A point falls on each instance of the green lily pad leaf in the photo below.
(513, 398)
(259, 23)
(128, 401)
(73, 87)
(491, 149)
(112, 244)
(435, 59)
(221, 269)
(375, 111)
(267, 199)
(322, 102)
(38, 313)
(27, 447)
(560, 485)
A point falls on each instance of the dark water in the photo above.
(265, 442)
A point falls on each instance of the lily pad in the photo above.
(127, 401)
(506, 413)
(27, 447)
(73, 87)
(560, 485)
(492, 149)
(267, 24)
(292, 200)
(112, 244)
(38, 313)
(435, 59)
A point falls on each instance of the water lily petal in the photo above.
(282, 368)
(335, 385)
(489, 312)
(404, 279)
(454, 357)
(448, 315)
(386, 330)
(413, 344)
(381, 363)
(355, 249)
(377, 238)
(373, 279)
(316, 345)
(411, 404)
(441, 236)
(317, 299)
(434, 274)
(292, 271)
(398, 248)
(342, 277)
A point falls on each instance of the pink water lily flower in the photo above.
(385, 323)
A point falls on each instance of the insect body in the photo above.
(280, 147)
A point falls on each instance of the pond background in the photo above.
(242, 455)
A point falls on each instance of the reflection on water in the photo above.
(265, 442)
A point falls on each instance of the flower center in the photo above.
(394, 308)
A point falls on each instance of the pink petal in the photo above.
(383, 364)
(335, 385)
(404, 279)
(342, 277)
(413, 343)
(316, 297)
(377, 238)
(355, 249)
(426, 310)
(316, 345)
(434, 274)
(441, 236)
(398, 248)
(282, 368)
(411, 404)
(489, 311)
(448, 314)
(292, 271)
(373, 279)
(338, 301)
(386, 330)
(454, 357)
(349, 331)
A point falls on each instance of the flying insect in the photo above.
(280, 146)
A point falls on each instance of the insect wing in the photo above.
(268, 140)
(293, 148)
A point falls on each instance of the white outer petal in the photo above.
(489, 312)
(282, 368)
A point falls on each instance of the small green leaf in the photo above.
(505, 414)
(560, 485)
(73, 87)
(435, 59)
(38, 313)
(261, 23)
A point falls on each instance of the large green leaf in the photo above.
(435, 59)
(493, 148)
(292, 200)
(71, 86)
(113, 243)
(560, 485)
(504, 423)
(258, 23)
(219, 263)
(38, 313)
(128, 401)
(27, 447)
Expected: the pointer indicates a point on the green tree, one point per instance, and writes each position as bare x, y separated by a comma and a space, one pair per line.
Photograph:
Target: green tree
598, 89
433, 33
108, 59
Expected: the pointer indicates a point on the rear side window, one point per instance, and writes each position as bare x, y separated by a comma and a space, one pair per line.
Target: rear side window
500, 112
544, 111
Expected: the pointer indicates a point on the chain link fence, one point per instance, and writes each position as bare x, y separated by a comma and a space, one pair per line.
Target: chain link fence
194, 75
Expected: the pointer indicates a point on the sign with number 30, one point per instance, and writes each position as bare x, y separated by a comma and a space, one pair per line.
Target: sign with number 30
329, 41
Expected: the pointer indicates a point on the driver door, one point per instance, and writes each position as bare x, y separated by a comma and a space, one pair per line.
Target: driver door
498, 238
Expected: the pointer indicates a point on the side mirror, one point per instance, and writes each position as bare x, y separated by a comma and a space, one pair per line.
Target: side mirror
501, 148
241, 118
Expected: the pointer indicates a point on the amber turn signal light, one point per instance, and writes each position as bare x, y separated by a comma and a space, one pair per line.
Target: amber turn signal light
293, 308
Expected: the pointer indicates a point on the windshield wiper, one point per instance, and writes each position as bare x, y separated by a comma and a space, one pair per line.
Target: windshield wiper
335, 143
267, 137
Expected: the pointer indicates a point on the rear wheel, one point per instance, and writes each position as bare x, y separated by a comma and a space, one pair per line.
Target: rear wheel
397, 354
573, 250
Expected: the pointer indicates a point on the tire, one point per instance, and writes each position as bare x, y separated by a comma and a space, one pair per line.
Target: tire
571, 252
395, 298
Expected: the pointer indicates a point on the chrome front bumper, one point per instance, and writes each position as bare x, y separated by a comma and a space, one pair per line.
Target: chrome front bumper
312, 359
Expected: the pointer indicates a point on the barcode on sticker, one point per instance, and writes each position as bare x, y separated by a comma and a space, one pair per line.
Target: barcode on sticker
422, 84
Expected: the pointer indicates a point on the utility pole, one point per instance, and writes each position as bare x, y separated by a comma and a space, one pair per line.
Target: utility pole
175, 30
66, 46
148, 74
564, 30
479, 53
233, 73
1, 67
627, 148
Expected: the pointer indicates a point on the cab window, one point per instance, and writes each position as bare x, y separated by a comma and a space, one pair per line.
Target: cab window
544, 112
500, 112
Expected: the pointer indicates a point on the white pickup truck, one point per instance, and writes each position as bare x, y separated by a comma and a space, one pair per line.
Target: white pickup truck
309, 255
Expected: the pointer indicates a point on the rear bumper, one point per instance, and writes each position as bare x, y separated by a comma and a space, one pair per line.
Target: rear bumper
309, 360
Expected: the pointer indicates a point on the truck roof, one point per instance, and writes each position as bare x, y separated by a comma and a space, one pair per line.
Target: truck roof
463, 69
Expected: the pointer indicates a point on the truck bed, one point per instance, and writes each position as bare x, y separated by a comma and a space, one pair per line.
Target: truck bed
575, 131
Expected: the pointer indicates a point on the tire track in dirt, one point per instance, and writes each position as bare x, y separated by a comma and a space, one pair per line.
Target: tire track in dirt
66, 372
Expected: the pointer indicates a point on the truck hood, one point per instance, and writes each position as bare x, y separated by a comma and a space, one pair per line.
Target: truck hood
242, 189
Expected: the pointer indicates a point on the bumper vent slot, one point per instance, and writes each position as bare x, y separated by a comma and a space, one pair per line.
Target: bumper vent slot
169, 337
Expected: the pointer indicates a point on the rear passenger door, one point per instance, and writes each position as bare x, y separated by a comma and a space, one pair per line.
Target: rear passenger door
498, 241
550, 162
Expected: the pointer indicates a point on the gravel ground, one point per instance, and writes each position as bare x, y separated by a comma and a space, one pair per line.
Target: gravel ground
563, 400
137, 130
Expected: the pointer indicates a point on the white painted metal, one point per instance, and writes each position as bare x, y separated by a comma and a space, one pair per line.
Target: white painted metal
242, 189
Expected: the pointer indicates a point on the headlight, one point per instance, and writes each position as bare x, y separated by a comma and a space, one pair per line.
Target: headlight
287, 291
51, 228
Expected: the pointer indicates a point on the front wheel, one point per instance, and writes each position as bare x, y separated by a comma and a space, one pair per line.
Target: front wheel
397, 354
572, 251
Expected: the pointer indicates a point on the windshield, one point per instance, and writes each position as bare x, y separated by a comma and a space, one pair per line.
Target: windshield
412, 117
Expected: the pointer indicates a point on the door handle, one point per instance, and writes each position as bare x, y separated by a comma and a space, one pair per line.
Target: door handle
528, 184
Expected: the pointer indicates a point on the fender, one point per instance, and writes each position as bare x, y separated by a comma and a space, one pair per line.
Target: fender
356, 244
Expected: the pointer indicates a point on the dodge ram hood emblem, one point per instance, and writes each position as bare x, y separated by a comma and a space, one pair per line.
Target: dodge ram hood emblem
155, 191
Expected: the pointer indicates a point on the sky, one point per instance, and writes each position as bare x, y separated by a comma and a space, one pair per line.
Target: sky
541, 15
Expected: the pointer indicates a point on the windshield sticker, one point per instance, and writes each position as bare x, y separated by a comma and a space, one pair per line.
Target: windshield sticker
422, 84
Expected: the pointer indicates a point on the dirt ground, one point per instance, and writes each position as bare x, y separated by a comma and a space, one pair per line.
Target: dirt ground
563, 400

- **Required action**: The data above should be output exactly, with each line intact.

- **Final answer**:
A point falls on each instance of the green lily pad leaf in the photo below.
(513, 398)
(259, 23)
(128, 401)
(73, 87)
(491, 149)
(112, 244)
(435, 59)
(221, 269)
(375, 111)
(267, 199)
(322, 102)
(38, 313)
(27, 447)
(560, 485)
A point falls on each instance of the dark water in the photo above.
(265, 442)
A point falls on each instance of the lily pad in the photo above.
(127, 401)
(506, 413)
(27, 447)
(73, 87)
(560, 485)
(492, 149)
(267, 24)
(292, 200)
(112, 244)
(38, 313)
(435, 59)
A point falls on each instance of the water lily petal in the photo above.
(282, 368)
(335, 385)
(489, 312)
(404, 279)
(454, 357)
(448, 315)
(386, 330)
(413, 344)
(381, 363)
(355, 249)
(377, 238)
(373, 279)
(316, 345)
(411, 404)
(441, 236)
(317, 299)
(434, 274)
(292, 271)
(398, 248)
(342, 277)
A point falls on each instance of the pink water lily flower in the photo above.
(385, 323)
A point falls on each instance of the insect body in the photo above.
(280, 147)
A point falls on each instance of the pond background in the photo above.
(242, 455)
A point falls on each instance of the reflection on water in the photo above.
(265, 442)
A point falls on each instance of the flower center in the photo above.
(394, 308)
A point falls on each instance of the pink petal in the photo above.
(383, 364)
(335, 385)
(404, 279)
(342, 277)
(413, 343)
(316, 297)
(377, 238)
(355, 249)
(426, 310)
(316, 345)
(434, 274)
(441, 236)
(398, 248)
(282, 368)
(411, 404)
(489, 311)
(448, 314)
(292, 271)
(373, 279)
(338, 301)
(386, 330)
(454, 357)
(349, 331)
A point falls on each instance of the flying insect in the photo above.
(280, 146)
A point falls on each instance of the insect wing in the photo above.
(268, 140)
(293, 148)
A point falls on each instance of the white outer petal in the photo above.
(489, 312)
(282, 368)
A point falls on each instance of the small green leaf in the photo above.
(505, 414)
(560, 485)
(73, 87)
(435, 59)
(38, 313)
(261, 23)
A point falls on each instance of the large green leaf in the photo above.
(435, 59)
(493, 148)
(292, 200)
(71, 86)
(113, 243)
(560, 485)
(504, 423)
(258, 23)
(219, 263)
(38, 313)
(128, 401)
(27, 447)
Expected: the pointer indicates a point on the green tree, one point per instance, and writes each position as bare x, y separated by a comma and a space, one pair per line.
Photograph:
Target: green tree
598, 89
433, 33
108, 59
Expected: the pointer indicates a point on the rear side window, one point per instance, and writes each position as bare x, y separated by a comma and a space, one pair per line.
Target: rear side window
500, 112
544, 111
Expected: the pointer indicates a point on the chain link fence, one point per instance, and writes each position as bare x, y separated by a comma and a space, one pair per line.
Target: chain link fence
194, 75
Expected: the pointer indicates a point on the sign with number 30, one point per instance, and writes each position as bare x, y separated by a comma and a space, one pair per line.
Target: sign with number 30
329, 41
Expected: the pointer indicates a point on the driver door, one point per instance, and writes each position as bare x, y separated by a comma and a space, one pair per line.
Target: driver door
498, 238
Expected: the pointer indicates a point on the side mirror, one point per instance, and writes each position as bare x, y separated by a comma and a space, one pair per line.
Target: side mirror
501, 148
241, 118
Expected: the pointer indicates a point on the amber turn signal light, one point per instance, and writes each position as bare x, y separated by a comma and a space, one pair per line.
Target: amber turn signal light
293, 308
Expected: the pointer indicates a point on the windshield wiper, one point per instance, and writes each position as bare x, y separated by a comma and a space, one pair per line.
Target: windshield wiper
335, 143
267, 137
Expected: the pointer indicates a point on the rear wheel, one point per instance, and writes each position as bare x, y separated by a comma and a space, one pair per line.
Target: rear wheel
397, 354
573, 250
Expected: the pointer indicates a point on the tire, one point per instance, and writes each position as bare x, y separated by a comma and a space, one pair per line.
Target: tire
571, 252
395, 298
Expected: the pointer indicates a point on the chrome front bumper, one point per instance, and writes each position as bare x, y separated by a comma and a space, one pair per line.
Target: chrome front bumper
312, 359
Expected: the pointer indicates a point on the barcode on sticker, one point per instance, and writes each position as bare x, y separated by a comma and a space, one pair per line.
Target: barcode on sticker
422, 84
Expected: the pointer indicates a point on the utility pole, one point per instance, and writes each position as bare x, y separated by a comma and a space, one pair per line.
Target: utility pole
175, 30
66, 46
148, 74
564, 30
479, 53
233, 73
1, 67
627, 148
Expected: the pointer indicates a point on the cab window, one point per instance, and writes each position as bare x, y separated by a comma and a space, one pair per line.
Target: cab window
544, 112
500, 112
Expected: the pointer indicates a point on the white pickup truck, one point per instance, and writes each position as bare x, y separated by a comma and a space, one pair per line.
Target: white pickup truck
309, 255
Expected: the pointer indicates a point on the rear bumper, one point per instance, and writes each position as bare x, y separated by a comma and a space, one pair per line.
Target: rear bumper
309, 360
Expected: the pointer indicates a point on the truck roof, one point per instance, and writes each position as bare x, y separated by a comma and a space, one pair per line.
Target: truck roof
463, 69
Expected: the pointer indicates a point on the truck bed, one point per instance, and writes each position as bare x, y separated by a comma and a space, one pair per line.
Target: truck bed
575, 131
Expected: the pointer indicates a point on the tire track in dirt, one point per instance, and writes each position as bare x, y separated by a comma and a space, one pair per line.
Target: tire track in dirt
66, 372
Expected: the pointer indicates a point on the truck hood, one point per instance, and writes each position as bare x, y separated by a comma and a space, one pair per line.
Target: truck hood
242, 189
Expected: the pointer indicates a point on the bumper vent slot, one point per instance, and writes each position as bare x, y separated by a comma and a space, one pair per line.
Target: bumper vent slot
169, 337
Expected: the pointer indicates a point on the rear passenger door, one point per instance, and writes each position as bare x, y separated by a comma and a space, one pair per line.
Target: rear passenger door
498, 241
550, 162
Expected: the pointer indicates a point on the gravel ground, one point per instance, and writes each position as bare x, y separated by a comma and a space, one pair per line.
Target: gravel ground
563, 400
137, 130
Expected: the pointer indicates a point on the white painted metal, one point per instance, and writes each position as bare x, y separated by a comma and a space, one pair per line.
Target: white painted metal
242, 189
Expected: the pointer indicates a point on the headlight, one point per instance, and writes each position as bare x, y separated by a comma and a space, one pair per line.
Target: headlight
287, 291
51, 228
Expected: the pointer indicates a point on the front wheel, one point per instance, and writes each position as bare x, y separated by a comma and a space, one pair per line.
Target: front wheel
397, 354
572, 251
Expected: the pointer indicates a point on the windshield, one point per instance, and writes each position as bare x, y separated by a comma and a space, one pair per line.
Target: windshield
412, 117
Expected: the pointer indicates a point on the door handle, one point per instance, and writes each position as bare x, y separated by a comma and a space, one pair per line.
Target: door handle
528, 184
Expected: the pointer indicates a point on the fender, one point per instance, and writes each position as bare x, y separated by a comma and a space, one pair per line.
Target: fender
356, 244
Expected: the pointer indicates a point on the dodge ram hood emblem, one point per instance, and writes each position as bare x, y separated by a comma and a space, one pair per line.
Target: dodge ram hood emblem
155, 191
Expected: the pointer indicates a point on the sky, one point per instance, and writes each position as bare x, y separated by a comma and a space, one pair per line.
Target: sky
541, 15
Expected: the pointer indicates a point on the windshield sticker, one point per instance, and writes each position as bare x, y separated by a comma and a space, one pair per line.
Target: windshield sticker
422, 84
Expected: the pointer indicates a point on the dirt ground, one point per instance, and writes each position as bare x, y separated by a comma and a space, one pair per line.
Target: dirt ground
563, 400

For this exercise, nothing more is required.